GIVEN RECORDS:

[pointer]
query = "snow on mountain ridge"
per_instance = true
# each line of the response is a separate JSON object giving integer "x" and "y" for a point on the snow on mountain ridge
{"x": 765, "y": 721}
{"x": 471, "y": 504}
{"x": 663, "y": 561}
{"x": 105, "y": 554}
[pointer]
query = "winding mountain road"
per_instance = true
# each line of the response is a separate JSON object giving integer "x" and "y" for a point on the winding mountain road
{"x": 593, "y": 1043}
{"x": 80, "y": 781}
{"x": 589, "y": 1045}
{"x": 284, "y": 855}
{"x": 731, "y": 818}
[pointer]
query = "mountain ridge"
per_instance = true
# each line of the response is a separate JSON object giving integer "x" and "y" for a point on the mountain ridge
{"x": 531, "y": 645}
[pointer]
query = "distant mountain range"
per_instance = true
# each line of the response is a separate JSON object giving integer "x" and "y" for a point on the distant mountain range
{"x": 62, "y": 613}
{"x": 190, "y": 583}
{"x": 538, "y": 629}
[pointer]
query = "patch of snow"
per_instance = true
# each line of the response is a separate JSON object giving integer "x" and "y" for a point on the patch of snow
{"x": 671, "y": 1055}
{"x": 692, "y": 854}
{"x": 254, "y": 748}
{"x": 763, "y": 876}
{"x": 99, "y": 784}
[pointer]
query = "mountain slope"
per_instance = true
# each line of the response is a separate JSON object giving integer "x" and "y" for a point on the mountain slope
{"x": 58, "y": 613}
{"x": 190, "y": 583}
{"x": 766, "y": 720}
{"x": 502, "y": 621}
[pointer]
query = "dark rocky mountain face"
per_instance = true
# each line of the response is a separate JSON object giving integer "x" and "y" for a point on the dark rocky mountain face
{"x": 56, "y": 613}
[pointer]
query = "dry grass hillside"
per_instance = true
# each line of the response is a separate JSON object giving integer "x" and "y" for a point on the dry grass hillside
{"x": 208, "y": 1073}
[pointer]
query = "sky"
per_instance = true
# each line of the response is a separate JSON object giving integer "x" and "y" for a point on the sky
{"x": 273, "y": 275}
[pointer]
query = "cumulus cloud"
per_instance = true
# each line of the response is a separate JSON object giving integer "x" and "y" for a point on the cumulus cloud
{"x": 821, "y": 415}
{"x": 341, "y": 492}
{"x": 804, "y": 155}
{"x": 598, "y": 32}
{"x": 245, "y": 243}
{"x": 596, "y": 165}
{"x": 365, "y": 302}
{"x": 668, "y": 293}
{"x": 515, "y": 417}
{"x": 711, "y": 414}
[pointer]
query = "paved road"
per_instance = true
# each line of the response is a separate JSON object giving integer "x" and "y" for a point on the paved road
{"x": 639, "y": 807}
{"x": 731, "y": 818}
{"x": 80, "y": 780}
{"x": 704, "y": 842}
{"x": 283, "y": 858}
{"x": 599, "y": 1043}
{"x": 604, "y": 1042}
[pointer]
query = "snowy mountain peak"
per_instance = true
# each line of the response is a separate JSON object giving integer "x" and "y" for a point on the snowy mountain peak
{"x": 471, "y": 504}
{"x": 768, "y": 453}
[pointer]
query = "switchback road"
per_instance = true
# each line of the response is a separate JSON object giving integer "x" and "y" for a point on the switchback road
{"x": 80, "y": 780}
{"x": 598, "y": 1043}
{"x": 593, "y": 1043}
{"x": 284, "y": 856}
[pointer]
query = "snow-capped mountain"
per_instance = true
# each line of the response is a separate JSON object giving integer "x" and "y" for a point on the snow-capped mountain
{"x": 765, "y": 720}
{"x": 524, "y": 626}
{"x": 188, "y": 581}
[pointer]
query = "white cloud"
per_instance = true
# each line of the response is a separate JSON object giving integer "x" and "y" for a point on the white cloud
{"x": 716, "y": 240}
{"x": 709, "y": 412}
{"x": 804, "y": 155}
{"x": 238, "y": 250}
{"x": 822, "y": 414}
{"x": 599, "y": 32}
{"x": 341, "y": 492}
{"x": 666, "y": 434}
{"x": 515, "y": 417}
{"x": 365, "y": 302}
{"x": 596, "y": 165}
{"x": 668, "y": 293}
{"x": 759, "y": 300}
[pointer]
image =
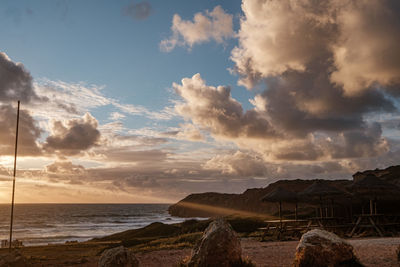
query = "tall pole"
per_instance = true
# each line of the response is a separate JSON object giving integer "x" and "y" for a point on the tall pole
{"x": 15, "y": 171}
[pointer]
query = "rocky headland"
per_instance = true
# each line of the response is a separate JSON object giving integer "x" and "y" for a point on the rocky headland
{"x": 249, "y": 202}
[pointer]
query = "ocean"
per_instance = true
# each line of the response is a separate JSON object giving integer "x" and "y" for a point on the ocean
{"x": 41, "y": 224}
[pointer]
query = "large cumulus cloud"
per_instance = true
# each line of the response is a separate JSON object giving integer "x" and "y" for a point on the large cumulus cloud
{"x": 74, "y": 136}
{"x": 29, "y": 132}
{"x": 214, "y": 108}
{"x": 359, "y": 39}
{"x": 327, "y": 67}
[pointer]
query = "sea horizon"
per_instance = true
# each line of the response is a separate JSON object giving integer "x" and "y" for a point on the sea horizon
{"x": 57, "y": 223}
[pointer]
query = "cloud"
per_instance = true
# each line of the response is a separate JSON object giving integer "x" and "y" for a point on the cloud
{"x": 215, "y": 25}
{"x": 186, "y": 131}
{"x": 129, "y": 154}
{"x": 239, "y": 164}
{"x": 65, "y": 167}
{"x": 74, "y": 136}
{"x": 29, "y": 132}
{"x": 358, "y": 38}
{"x": 15, "y": 81}
{"x": 139, "y": 11}
{"x": 214, "y": 109}
{"x": 116, "y": 116}
{"x": 366, "y": 52}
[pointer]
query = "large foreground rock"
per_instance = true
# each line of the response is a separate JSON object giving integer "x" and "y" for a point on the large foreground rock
{"x": 13, "y": 259}
{"x": 319, "y": 248}
{"x": 119, "y": 256}
{"x": 219, "y": 246}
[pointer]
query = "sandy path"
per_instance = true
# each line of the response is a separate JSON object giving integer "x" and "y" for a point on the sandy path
{"x": 372, "y": 252}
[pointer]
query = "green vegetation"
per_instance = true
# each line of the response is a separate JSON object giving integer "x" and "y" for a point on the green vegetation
{"x": 181, "y": 235}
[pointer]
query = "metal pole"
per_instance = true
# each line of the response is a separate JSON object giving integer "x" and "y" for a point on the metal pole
{"x": 15, "y": 171}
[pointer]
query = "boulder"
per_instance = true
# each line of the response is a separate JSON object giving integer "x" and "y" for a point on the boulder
{"x": 119, "y": 256}
{"x": 219, "y": 246}
{"x": 13, "y": 259}
{"x": 319, "y": 248}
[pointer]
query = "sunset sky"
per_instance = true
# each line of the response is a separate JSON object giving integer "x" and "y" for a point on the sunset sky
{"x": 149, "y": 101}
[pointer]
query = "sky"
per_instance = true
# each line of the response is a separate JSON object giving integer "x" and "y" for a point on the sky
{"x": 148, "y": 101}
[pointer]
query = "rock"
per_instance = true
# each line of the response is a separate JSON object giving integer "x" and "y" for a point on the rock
{"x": 119, "y": 256}
{"x": 219, "y": 246}
{"x": 13, "y": 259}
{"x": 319, "y": 248}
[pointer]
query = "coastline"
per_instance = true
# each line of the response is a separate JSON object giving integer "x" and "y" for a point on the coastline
{"x": 370, "y": 251}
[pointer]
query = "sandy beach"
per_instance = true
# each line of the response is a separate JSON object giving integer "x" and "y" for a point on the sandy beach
{"x": 370, "y": 251}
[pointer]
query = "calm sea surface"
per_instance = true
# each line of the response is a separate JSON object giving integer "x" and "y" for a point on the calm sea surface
{"x": 40, "y": 224}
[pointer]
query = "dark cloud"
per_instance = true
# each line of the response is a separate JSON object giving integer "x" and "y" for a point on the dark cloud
{"x": 29, "y": 132}
{"x": 305, "y": 102}
{"x": 76, "y": 136}
{"x": 15, "y": 81}
{"x": 138, "y": 11}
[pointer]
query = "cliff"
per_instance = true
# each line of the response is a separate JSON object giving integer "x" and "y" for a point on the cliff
{"x": 249, "y": 202}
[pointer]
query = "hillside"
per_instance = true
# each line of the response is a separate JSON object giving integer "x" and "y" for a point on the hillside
{"x": 249, "y": 202}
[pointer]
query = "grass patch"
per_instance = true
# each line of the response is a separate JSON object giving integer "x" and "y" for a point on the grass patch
{"x": 180, "y": 241}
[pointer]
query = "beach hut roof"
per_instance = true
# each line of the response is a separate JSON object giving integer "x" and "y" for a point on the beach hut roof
{"x": 280, "y": 194}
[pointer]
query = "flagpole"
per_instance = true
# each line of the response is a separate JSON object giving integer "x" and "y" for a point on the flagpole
{"x": 15, "y": 171}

INSTRUCTIONS FOR THE TASK:
Please show each line above that contains the word "vegetation", copying it in full.

THE COMPLETED TASK:
query = "green vegetation"
# each line of the response is a separate JSON object giving integer "x" and "y" for a point on the green vegetation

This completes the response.